• **Task requirements**
a. Answer these from the Billy Constable biography:
(i) In which town was Constable from?
(ii) In what year did he develop a seizure disorder?
(iii) Whom did he tour with as a teenager?
b. Please turn the paragraph of the Billy Constable biography that begins "Constable grew up playing music" into a short list that keeps its main facts.

• **Selected text**
Billy Constable (March 23, 1959 – August 22, 2015) was an Appalachian musician from Spruce Pine, North Carolina, best known for his three-finger-picking banjo technique and his vigorous acoustic guitar leads. He came from a rich musical background and from a young age started performing with bluegrass greats, including Charlie Moore, Josh Graves, the Doug Dillard Band, Kenny Baker and Vassar Clements. Constable has remained a key player in the Appalachian and bluegrass music scenes for several decades.

Constable developed a seizure disorder in 2011, found to be the result of a brain tumor which was surgically removed. His cancer later progressed, and he died peacefully on August 22, 2015.

Career

Constable grew up playing music as a part of the Wiseman family from western North Carolina. He began his professional career playing guitar with his mother's husband, the accomplished bluegrass musician Charlie Moore. As a teenager, he found work touring with Doug Dillard. He later moved to California to play with family band the Constables.

• **Data block**
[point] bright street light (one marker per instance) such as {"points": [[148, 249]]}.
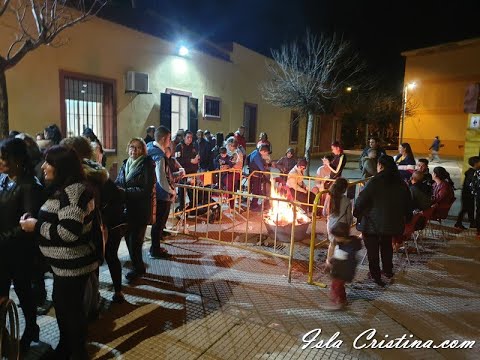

• **Responses per task**
a.
(i) Spruce Pine, North Carolina
(ii) 2011
(iii) Doug Dillard

b.
- Grew up playing music as part of the Wiseman family of western North Carolina.
- Began his professional career playing guitar with his mother's husband, bluegrass musician Charlie Moore.
- Toured with Doug Dillard as a teenager.
- Later moved to California to play with the family band the Constables.